**** DOCUMENT SECTION ****

We went to the backpack event with the movie in the park. That was fun. They had the SWAT team and my friend's son accidentally got himself handcuffed in the back of the buggy. He wasn’t scared at all. The kids loved it. They loved the drone, and now they want a drone for Christmas because the cops had theirs out there. The kids always find themselves back playing at the park during events. I love the foam parks, not the woodchips but the foam. The woodchips always get stuck in their hair. My kids are biracial, they are Mexican and Black, and it is hell trying to pick that stuff out of their hair. Teachers say the kids bring scarves or caps, but I don’t want my kids to have to put something on to go play. Once the woodchips are in that curly hair... So, I love the foam parks. We love the new Thompson Park, it’s all foam. I had so much fun there. That park is more for everybody, it’s more accessible for kids in wheelchairs. Also, I don’t drive, so I always find these walking paths in the parks that are connected.

West St. Paul is like one of those TV show neighborhoods like Gilmore Girls. It’s busy during the day, but at night it’s quiet and you can have the movie in the park and do things like that. It’s kind of cool meeting people outside of West St. Paul like at work or someplace else who are also from here. Or seeing someone you know from the Facebook page. You run into those people like Fred from Starbucks. I think that’s where I’ve met most of my connections from. I ran for school board in 2021 and made some more connections that way too. I love the community. I’ve talked about moving closer to work or out of West St. Paul and I can’t do it. I just love West St. Paul so much. At times I really want to engage more in the community, but I know right now I can’t exhaust myself while focusing on my family and my mental health.

Look into the schools if you’re going to have your family here and which neighborhood you would want to live in. Get involved, find a group, get involved in events. I think that’s how we keep the community safe. Everybody is always looking out for each other. I’ve never had a bad experience living out here. Getting involved in your community impacts the bigger neighborhood. My biggest thing has always been making sure I live near the bus line because I don’t drive. So knowing where that is is important.

****

#### EXERCISE TASKS
**a)** Summarize the account of life in West St. Paul in two sentences.
**b)** Write the next part of the account of life in West St. Paul, picking up after its final sentence.
The lines that follow have no connection to the account of life in West St. Paul.

**** INFORMATION PROVIDED ****

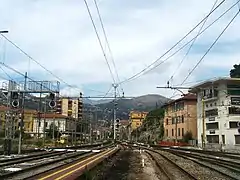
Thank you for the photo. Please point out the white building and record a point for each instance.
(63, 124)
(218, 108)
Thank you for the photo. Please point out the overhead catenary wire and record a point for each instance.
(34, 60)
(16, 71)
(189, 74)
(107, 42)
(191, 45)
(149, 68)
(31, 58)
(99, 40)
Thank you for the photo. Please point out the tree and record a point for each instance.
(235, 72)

****
**** INFORMATION PROVIDED ****

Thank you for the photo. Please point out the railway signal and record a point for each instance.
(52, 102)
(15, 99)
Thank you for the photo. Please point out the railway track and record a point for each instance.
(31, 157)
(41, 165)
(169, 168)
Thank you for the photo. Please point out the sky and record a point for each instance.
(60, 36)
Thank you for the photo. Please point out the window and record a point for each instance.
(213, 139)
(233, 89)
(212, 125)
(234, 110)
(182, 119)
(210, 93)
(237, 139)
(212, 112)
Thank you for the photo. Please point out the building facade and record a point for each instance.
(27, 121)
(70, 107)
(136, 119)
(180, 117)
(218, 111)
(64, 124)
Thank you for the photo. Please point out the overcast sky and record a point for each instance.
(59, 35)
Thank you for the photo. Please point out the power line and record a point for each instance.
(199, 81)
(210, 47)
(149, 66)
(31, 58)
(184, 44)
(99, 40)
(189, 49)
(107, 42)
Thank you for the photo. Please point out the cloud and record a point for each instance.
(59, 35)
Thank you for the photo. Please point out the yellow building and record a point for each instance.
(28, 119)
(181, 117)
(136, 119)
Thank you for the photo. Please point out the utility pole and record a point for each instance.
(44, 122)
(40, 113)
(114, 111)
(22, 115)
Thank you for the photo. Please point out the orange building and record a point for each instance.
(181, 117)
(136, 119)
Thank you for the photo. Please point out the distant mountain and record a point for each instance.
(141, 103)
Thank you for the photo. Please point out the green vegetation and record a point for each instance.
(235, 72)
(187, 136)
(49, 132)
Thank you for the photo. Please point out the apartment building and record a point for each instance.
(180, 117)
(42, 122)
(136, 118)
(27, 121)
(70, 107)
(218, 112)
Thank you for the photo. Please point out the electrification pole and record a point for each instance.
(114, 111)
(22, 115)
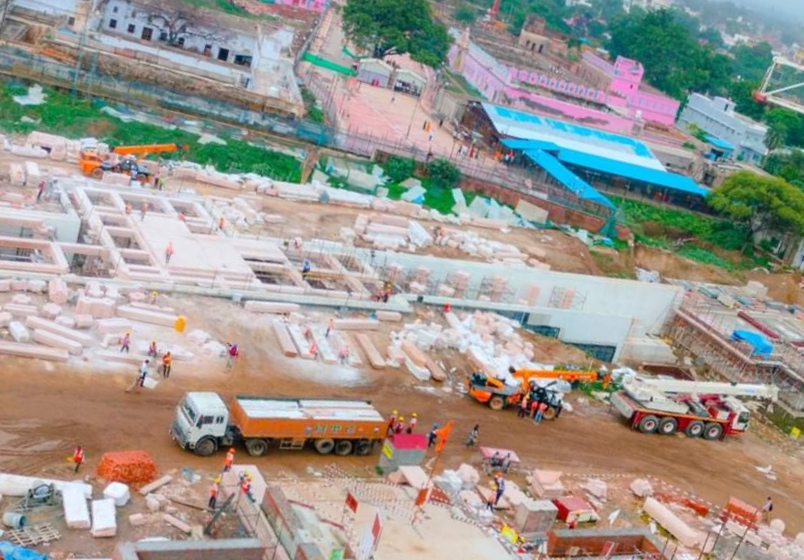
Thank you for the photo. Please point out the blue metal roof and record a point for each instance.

****

#### RESPONSES FOR EACH TASK
**a)** The speaker recalls a park event where the children enjoyed the SWAT team and a police drone, and explains a preference for foam parks such as the new Thompson Park because woodchips get stuck in the children's curly hair. The speaker also describes a deep love for the West St. Paul community, where they have made many connections, and advises newcomers to look into schools, get involved in events, and live near the bus line.

**b)**
I feel like homeowners get this bad rep from renters, it’s like we’re treading on their territory. There are reasons why I rent. I don’t want to shovel or do those types of things. The amount of rent I pay is double what a lot of people’s mortgages are. I can’t speak for homeowners. Some people think “oh you rent, you must not have enough money or not do this or that or something”. And apartment prices are ridiculous and there is not a cap on rent. People don’t see that part. All of these new apartments have caused my rent to go up significantly. And I don’t live in one of the newer buildings. If homeowners could speak up for renters or see our side of it. It’s scary to think about owning a home. Or my safety. I live on the third floor in a secure building. For a single woman, a mom. Living in a home that’s only secured by cameras. Or even thinking about house fires. Everybody on my floor watches out for each other. If there’s an emergency, you can knock on your neighbor's door, and they know you. There really isn’t a difference between them when it comes to community. West St. Paul is so good for apartment buildings. It would be nice if there were more community things for kids, a place for them to go after school. We don’t have a boys and girls club or a community center. West Side has the boosters, we don’t have that in West St. Paul. It would be nice if I could volunteer if we had a community center or a sports team."